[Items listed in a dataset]
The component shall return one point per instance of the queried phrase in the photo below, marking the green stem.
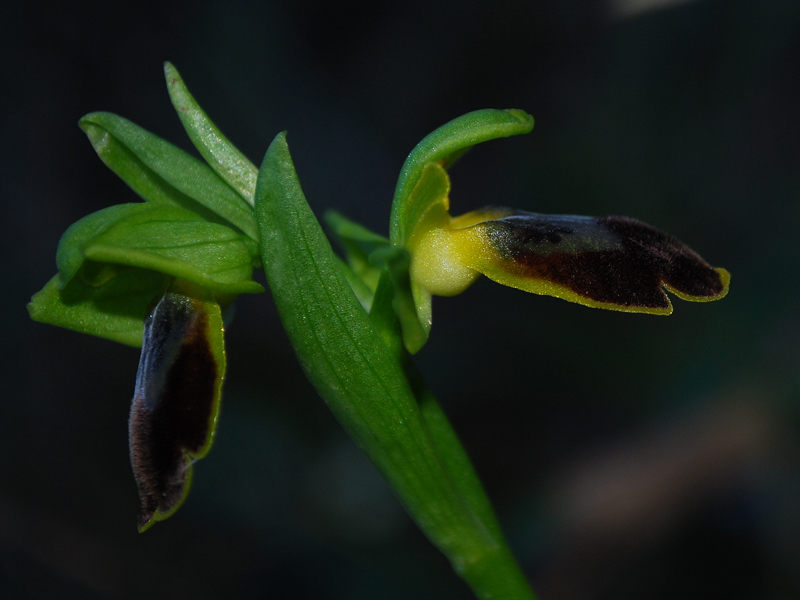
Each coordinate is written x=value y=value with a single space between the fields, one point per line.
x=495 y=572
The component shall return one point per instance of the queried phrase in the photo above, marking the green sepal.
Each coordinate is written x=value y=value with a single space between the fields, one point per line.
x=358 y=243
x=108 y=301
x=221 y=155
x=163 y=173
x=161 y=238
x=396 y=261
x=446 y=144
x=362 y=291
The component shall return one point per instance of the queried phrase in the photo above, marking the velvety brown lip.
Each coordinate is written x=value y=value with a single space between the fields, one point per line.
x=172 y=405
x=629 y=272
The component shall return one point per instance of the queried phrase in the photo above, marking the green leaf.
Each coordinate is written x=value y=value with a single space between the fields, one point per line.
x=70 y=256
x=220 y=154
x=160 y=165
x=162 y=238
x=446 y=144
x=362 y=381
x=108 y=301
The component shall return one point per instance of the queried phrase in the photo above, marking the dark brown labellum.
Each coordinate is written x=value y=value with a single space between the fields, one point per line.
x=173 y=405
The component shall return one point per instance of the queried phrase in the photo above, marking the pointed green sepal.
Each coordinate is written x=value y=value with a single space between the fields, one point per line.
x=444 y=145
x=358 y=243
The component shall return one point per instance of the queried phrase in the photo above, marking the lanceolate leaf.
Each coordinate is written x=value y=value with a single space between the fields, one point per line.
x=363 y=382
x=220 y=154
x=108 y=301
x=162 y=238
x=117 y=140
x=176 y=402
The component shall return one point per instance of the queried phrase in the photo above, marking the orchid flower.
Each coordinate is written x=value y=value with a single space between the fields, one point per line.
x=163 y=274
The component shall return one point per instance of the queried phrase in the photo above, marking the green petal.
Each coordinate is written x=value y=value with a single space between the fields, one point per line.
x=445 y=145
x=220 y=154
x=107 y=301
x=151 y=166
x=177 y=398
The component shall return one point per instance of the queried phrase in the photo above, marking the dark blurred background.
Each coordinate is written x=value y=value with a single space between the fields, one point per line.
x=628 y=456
...
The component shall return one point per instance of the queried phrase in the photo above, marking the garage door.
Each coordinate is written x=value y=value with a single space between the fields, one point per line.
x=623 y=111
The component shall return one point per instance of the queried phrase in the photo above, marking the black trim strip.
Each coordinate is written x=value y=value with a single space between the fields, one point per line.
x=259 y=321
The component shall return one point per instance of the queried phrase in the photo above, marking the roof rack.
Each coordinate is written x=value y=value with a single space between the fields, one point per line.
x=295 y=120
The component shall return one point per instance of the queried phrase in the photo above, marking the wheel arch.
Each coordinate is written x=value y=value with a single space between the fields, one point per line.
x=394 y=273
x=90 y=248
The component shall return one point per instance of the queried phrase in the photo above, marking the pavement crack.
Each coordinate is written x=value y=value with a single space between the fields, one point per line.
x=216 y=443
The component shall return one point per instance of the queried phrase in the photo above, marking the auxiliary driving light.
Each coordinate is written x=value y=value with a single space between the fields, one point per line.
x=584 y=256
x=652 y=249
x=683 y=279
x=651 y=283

**WORK REQUIRED**
Once you have read through the entries, say how many of their lines include the string "sepal" and give nothing but that number.

**RESPONSE TO THE EXERCISE**
2